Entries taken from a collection
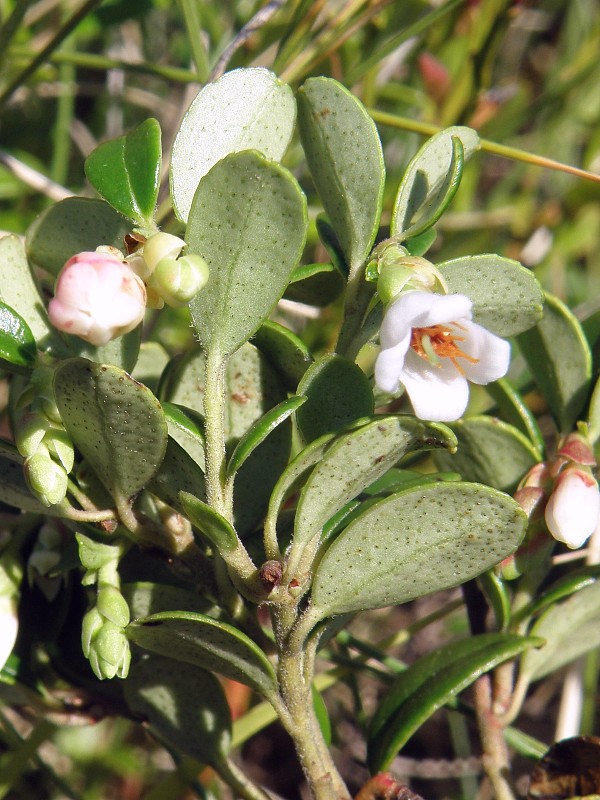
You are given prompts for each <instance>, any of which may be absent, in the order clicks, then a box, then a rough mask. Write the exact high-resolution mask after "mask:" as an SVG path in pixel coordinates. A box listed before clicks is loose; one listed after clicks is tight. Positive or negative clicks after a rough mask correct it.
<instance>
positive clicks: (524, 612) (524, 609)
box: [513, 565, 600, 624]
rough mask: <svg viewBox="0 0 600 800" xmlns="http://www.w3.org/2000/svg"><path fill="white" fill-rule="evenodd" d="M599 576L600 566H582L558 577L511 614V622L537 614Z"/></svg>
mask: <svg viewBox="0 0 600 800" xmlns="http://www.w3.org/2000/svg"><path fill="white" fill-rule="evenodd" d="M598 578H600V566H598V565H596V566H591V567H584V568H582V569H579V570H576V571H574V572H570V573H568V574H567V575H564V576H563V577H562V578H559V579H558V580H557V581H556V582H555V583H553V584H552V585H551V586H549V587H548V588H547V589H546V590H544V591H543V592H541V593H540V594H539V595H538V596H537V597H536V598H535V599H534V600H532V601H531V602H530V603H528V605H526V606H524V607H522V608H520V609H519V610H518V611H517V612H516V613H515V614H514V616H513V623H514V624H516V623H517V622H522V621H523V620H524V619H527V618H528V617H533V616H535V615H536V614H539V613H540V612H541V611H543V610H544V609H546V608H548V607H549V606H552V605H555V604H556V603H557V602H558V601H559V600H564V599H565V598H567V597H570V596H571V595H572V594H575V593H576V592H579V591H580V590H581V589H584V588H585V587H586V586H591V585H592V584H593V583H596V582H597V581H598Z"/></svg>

TASK DIRECTIONS: Could you retype every record above exactly, leaving the pictures out?

RESPONSE:
You are given prompts for each <instance>, any of which may be absent, in the order clicks, then a box, then a rough mask. Write the exact high-resolution mask after "mask:" as an SVG path in pixel coordinates. A box listed before clicks is loose; one listed after clicks is tight. Positive or negative clicks after a rough mask correct it.
<instance>
positive clicks: (524, 612) (524, 609)
box: [513, 565, 600, 624]
rough mask: <svg viewBox="0 0 600 800" xmlns="http://www.w3.org/2000/svg"><path fill="white" fill-rule="evenodd" d="M599 576L600 566H582L558 577L511 614V622L537 614Z"/></svg>
mask: <svg viewBox="0 0 600 800" xmlns="http://www.w3.org/2000/svg"><path fill="white" fill-rule="evenodd" d="M598 578H600V566H598V565H596V566H591V567H584V568H582V569H579V570H576V571H574V572H570V573H568V574H567V575H564V576H563V577H562V578H559V579H558V580H557V581H556V582H555V583H553V584H552V585H551V586H549V587H548V588H547V589H546V590H544V591H543V592H541V593H540V594H539V595H538V596H537V597H536V598H535V599H534V600H532V601H531V602H530V603H528V605H526V606H524V607H522V608H520V609H519V610H518V611H517V612H516V613H515V614H514V616H513V623H514V624H516V623H517V622H522V621H523V620H524V619H527V618H528V617H533V616H535V615H536V614H539V613H540V612H541V611H543V610H544V609H546V608H548V607H549V606H552V605H555V604H556V603H557V602H558V601H559V600H564V599H565V598H567V597H570V596H571V595H572V594H575V593H576V592H579V591H580V590H581V589H584V588H585V587H586V586H591V585H592V584H593V583H596V582H597V581H598Z"/></svg>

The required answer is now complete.